→ **Data extracts**:
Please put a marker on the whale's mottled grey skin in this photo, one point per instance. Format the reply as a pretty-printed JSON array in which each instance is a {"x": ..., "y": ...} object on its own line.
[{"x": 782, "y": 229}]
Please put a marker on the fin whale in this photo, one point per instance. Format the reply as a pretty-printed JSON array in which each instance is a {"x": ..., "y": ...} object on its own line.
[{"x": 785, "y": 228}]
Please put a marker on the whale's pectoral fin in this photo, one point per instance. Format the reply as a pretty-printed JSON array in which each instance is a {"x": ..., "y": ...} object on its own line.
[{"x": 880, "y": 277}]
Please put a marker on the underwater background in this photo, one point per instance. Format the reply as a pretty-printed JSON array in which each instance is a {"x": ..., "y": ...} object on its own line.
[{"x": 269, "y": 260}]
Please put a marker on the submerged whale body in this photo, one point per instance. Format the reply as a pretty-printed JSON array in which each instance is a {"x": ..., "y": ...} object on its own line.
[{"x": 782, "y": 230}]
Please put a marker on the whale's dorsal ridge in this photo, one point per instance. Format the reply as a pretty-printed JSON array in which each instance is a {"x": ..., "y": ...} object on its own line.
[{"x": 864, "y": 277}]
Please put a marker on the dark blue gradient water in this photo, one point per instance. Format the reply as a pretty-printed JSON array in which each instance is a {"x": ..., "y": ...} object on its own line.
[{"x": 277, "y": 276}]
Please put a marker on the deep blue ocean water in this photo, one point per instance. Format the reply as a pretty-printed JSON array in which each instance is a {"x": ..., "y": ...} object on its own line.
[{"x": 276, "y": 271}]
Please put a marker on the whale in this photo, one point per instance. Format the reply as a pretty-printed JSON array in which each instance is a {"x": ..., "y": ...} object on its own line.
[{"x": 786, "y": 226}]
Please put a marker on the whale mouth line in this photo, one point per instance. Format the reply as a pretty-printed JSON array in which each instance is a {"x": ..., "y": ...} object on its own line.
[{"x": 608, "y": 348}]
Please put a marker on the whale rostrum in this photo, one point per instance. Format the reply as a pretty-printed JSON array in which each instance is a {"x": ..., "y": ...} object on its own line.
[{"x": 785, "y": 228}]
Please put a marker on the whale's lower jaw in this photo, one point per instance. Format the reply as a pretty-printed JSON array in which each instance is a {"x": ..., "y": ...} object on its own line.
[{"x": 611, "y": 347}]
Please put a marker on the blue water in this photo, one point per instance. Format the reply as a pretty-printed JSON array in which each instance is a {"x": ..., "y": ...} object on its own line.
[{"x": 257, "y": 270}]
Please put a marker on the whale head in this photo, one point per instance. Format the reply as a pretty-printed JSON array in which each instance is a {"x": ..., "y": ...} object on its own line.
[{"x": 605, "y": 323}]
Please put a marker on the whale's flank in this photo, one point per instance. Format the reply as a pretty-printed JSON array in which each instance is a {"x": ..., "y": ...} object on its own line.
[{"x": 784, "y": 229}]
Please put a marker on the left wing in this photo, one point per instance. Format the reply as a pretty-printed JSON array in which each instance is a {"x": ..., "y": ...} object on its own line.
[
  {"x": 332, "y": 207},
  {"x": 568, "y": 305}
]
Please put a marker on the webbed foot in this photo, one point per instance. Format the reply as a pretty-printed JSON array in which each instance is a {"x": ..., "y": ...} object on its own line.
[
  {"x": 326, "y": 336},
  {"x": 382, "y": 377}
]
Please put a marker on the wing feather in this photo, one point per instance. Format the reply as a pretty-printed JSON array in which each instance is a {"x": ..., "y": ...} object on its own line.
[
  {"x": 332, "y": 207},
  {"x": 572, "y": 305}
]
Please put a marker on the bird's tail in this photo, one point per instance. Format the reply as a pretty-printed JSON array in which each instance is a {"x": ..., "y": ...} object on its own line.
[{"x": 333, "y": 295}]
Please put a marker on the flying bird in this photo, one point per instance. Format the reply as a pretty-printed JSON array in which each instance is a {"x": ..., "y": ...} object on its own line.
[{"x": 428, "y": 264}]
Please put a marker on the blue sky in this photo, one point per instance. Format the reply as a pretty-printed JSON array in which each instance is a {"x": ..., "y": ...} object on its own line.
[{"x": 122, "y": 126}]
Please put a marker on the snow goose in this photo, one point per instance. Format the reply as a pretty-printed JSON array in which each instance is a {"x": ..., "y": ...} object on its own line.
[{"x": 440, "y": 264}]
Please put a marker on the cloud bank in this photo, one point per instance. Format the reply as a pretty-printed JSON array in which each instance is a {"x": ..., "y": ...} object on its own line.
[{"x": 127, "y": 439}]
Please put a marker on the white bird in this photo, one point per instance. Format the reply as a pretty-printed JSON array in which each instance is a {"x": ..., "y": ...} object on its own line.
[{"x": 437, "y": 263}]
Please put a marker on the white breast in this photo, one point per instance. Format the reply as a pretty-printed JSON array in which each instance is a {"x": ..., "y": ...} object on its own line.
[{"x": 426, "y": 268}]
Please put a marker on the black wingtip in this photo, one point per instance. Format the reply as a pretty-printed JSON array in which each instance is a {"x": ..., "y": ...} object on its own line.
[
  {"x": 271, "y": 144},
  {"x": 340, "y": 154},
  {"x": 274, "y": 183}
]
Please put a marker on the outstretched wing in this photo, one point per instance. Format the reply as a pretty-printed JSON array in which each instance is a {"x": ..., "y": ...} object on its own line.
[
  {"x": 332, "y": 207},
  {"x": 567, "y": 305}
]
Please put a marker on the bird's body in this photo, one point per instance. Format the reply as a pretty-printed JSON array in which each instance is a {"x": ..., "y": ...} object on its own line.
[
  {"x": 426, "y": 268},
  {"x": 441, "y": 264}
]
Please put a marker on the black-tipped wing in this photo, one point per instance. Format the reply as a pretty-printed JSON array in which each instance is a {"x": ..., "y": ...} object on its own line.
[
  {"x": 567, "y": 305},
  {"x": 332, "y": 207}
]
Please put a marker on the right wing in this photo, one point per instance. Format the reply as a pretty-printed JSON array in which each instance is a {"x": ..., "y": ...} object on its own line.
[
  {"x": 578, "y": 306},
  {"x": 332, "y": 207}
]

→ **Problem statement**:
From the line containing "Please put a marker on the bird's body" through the final line of the listing above, retype every line exactly; leave out everything else.

→ **Exercise solution**:
Please put a marker on the bird's body in this photo, one point per instance. Format the reply as a pretty-printed JSON array in which each instance is a {"x": ..., "y": ...} object on its own line.
[
  {"x": 426, "y": 268},
  {"x": 441, "y": 264}
]
Please put a marker on the black-tipped wing in this photo, one point per instance. Format the reply as a pretty-printed JSON array in which each instance is a {"x": ..., "y": ...} object on its own line.
[
  {"x": 567, "y": 305},
  {"x": 332, "y": 207}
]
Please put a marker on the right wing in this photo, one point per instance. Format the reply as a pretty-printed JSON array in which each instance is a {"x": ..., "y": ...} object on its own line.
[
  {"x": 578, "y": 306},
  {"x": 332, "y": 207}
]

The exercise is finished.